PROMPT -> Repeat the listing in full. Nothing may be added or left out.

[Saved entries]
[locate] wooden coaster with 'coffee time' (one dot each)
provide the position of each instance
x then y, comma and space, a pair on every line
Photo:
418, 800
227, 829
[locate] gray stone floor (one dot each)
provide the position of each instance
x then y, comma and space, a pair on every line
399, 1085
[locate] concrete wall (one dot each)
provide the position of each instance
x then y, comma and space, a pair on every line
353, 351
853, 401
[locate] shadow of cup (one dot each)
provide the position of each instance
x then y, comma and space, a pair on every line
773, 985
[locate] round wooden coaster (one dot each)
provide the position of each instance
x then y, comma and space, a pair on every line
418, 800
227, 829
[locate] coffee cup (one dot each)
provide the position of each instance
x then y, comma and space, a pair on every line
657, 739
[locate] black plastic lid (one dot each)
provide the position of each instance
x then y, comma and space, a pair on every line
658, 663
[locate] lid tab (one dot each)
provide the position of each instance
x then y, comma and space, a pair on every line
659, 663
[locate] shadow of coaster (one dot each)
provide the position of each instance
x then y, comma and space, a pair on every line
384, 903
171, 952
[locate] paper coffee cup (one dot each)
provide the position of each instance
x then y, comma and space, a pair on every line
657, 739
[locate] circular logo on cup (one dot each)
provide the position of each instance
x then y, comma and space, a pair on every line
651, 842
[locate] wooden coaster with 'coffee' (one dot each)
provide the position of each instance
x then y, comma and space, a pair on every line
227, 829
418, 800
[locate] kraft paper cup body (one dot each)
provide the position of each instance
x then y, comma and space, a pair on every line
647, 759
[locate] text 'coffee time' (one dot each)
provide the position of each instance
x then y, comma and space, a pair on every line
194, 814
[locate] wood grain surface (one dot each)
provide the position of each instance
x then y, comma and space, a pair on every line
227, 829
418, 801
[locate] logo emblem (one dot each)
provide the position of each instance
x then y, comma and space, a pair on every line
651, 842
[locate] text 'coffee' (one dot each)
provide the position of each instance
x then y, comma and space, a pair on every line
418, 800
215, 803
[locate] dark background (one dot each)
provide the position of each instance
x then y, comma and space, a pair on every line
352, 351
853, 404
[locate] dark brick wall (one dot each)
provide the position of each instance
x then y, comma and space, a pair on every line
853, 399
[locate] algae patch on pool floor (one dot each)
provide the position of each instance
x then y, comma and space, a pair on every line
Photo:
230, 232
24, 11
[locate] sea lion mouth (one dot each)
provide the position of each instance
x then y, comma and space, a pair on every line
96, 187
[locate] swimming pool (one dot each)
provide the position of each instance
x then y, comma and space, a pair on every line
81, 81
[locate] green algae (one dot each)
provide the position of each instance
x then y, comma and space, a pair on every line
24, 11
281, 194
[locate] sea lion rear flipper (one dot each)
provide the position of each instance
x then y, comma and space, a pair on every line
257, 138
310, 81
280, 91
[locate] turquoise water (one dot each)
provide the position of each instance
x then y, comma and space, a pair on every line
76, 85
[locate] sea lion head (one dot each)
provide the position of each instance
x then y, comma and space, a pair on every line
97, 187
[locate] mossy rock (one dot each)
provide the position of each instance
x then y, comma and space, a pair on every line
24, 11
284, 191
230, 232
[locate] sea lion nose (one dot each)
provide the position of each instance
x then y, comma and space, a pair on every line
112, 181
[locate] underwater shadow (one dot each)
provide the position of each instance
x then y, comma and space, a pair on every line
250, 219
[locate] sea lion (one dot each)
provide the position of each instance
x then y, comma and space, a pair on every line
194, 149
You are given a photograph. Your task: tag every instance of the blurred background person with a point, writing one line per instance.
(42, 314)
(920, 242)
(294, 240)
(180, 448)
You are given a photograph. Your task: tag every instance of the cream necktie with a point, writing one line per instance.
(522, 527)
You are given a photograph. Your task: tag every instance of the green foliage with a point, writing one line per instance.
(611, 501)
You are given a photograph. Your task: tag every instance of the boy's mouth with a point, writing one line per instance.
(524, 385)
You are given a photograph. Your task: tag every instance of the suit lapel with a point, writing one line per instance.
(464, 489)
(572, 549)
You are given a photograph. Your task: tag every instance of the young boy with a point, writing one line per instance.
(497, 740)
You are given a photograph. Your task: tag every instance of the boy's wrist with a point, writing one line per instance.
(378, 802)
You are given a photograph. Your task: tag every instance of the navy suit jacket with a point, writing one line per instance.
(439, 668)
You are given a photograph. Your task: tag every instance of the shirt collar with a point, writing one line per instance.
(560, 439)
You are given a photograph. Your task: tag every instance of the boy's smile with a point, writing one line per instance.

OUTPUT FOR THIS TASK ->
[locate] wooden coaster with 'coffee time' (one dot each)
provide the position of each instance
x then y, comma and space, a pair on every line
Photo:
418, 800
227, 829
[locate] gray stone floor (one dot each)
provide the position of each instance
x then y, comma and space, a pair on every line
399, 1085
[locate] concrete wall (one dot each)
provide the position of each instance
x then y, comma and space, a pair on every line
353, 351
853, 401
[locate] shadow of cup (one dot each)
provide the position of each instance
x then y, comma and space, a pair on every line
773, 985
[locate] round wooden coaster (one dot each)
provide the position of each instance
x then y, comma and space, a pair on every line
418, 800
227, 829
[locate] coffee cup (one dot each)
provide the position of each instance
x then y, comma and space, a pair on every line
657, 739
[locate] black plastic lid (one dot each)
provide the position of each instance
x then y, comma and space, a pair on every line
658, 663
[locate] lid tab (one dot each)
provide the position of each instance
x then y, comma and space, a pair on every line
659, 663
[locate] shadow of coaster (one dot each)
provide the position of each instance
x then y, comma and space, a pair on every line
384, 903
171, 952
[locate] paper coffee cup (one dot each)
provide the position of each instance
x then y, comma and space, a pair on every line
657, 739
[locate] circular logo on cup (one dot each)
provide the position of each instance
x then y, comma and space, a pair on every line
651, 842
[locate] wooden coaster with 'coffee' (one dot each)
provide the position of each instance
x then y, comma and space, a pair on every line
227, 829
418, 800
[locate] kraft paper cup body (one dot each)
provide the position of each instance
x then y, comma and space, a pair on every line
647, 759
[locate] text 'coffee time' (one dot each)
provide the position of each instance
x then y, comma and space, a pair on every line
194, 814
[locate] wood grain surface (one dot each)
provide the position of each instance
x then y, comma and space, a pair on every line
227, 829
418, 801
[locate] logo emblem (one dot each)
provide the position of each instance
x then y, comma and space, a pair on every line
651, 842
[locate] text 'coffee' (one dot each)
provide the position of each instance
x then y, comma and space, a pair on every line
418, 800
215, 803
[locate] dark background (one dot each)
provide the position of each instance
x then y, comma and space, a pair on every line
352, 351
853, 404
[locate] dark brick wall (one dot each)
provide the position of each instance
x then y, comma and space, a pair on every line
853, 399
[locate] algae patch on pool floor (one dot each)
provide the position of each instance
x then y, comma and space, a pair on every line
Photo:
230, 232
24, 11
[locate] sea lion mouth (one dot each)
provide the position of each instance
x then y, comma and space, a pair on every line
96, 187
[locate] swimming pool (one dot each)
provide the position of each instance
x then y, comma and space, a pair on every line
81, 81
[locate] green algae (one dot each)
provide the position of each instance
x then y, comma and space, a pair on every line
24, 11
281, 194
[locate] sea lion rear flipper (one dot each)
provide the position of each instance
x then y, comma and space, a pair on every line
257, 138
310, 81
280, 91
[locate] turquoise water (one dot each)
provide the position of each instance
x then y, comma and space, a pair on every line
76, 85
[locate] sea lion head (one dot each)
provide the position of each instance
x then y, comma and space, a pair on every line
97, 187
[locate] mossy rock (one dot each)
provide the position of each instance
x then y, comma and space, a pair on every line
24, 11
284, 191
230, 232
[locate] sea lion nose (one dot each)
provide the position of each instance
x then y, comma and space, a pair on every line
112, 181
[locate] underwater shadow (one dot each)
provide the position of each instance
x then y, comma and space, a pair on every line
250, 219
[locate] sea lion (one dot each)
provide the position of each instance
x then y, comma and space, a pair on every line
194, 149
You are given a photograph. Your task: tag every instance of the blurred background person with a point, writing one line per instance.
(42, 314)
(920, 242)
(294, 240)
(180, 448)
You are given a photograph. Your task: tag every instance of the cream necktie with a point, writing one line per instance.
(522, 527)
You are given a photograph. Your task: tag every instance of the green foliage with a point, writing one line per instance.
(611, 501)
You are given a photograph. Your task: tag every instance of the boy's mouth with a point, writing one line per instance.
(524, 385)
You are given a photograph. Your task: tag every instance of the suit lapel with a point, writing one line per instance.
(464, 489)
(572, 549)
You are given a photograph. Your task: tag every instance of the young boy with a point, writing one line per instance.
(497, 740)
You are given a photograph. Your task: tag every instance of the boy's wrist with a point, writing one line per instance.
(378, 802)
You are given a photograph. Your task: tag every instance of the navy suit jacket with a point, writing one line per instance.
(439, 668)
You are given a photograph. Your task: tag every instance of the shirt collar with a point, writing one line per instance.
(560, 439)
You are given a photograph. Your task: tag every instance of the boy's smile with a point, writing one line per instance.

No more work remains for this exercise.